Elle Fanning, another supporting performer in Sentimental Value, playing a famous American actress who's clearly a second-rate talent, stands in sharp contrast to Lilleaas and Renate Reinsve, the two women portraying sisters in the film. I bristled at her performance initially, because she doesn't feel as strong or authentic as the other two women; but I came to realize, she's not supposed to -- she's intended to be a pale facsimile of a sister. She actually plays her part reasonably well as an instrument -- by being 'miscast' and giving an off-key reading of a speech in the father's film, she allows the father and daughter to truly connect. A bit of a surprise nominee, the biggest impact Fanning may have in this race is to pull away some votes for Lilleaas, unfortunately.

INFORMATION GIVEN -
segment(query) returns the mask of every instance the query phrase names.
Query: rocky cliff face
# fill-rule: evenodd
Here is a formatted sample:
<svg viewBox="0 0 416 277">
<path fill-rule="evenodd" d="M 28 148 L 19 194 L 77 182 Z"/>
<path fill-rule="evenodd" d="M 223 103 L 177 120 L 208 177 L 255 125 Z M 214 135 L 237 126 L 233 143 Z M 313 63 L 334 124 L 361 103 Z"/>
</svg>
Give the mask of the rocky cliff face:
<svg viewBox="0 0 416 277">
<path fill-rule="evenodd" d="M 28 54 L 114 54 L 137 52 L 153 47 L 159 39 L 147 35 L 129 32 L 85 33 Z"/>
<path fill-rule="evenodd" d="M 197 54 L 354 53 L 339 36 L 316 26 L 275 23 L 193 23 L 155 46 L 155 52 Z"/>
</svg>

JOB - Retype the passage on Elle Fanning's role in Sentimental Value word for word, without changing anything.

TASK SOLUTION -
Elle Fanning, another supporting performer in Sentimental Value, playing a famous American actress who's clearly a second-rate talent, stands in sharp contrast to Lilleaas and Renate Reinsve, the two women portraying sisters in the film. I bristled at her performance initially, because she doesn't feel as strong or authentic as the other two women; but I came to realize, she's not supposed to -- she's intended to be a pale facsimile of a sister. She actually plays her part reasonably well as an instrument -- by being 'miscast' and giving an off-key reading of a speech in the father's film, she allows the father and daughter to truly connect. A bit of a surprise nominee, the biggest impact Fanning may have in this race is to pull away some votes for Lilleaas, unfortunately.